=== What the exercise asks ===
Pull out every line in the records below that contains the word "countertop". Copy each one, and match case.

=== Source material ===
— START —

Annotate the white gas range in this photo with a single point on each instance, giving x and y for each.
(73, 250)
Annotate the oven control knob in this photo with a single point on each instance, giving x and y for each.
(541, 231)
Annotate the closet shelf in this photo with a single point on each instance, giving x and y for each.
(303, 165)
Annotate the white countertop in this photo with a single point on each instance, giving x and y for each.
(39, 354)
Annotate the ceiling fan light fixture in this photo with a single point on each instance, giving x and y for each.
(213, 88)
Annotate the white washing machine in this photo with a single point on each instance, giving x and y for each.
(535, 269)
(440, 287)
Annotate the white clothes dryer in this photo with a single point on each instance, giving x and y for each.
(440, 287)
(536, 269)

— END —
— START —

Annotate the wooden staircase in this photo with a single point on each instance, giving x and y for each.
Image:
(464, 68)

— END —

=== Exercise solution ===
Annotate the white countertop in this photo with a single point on each instance, giving x and y for each.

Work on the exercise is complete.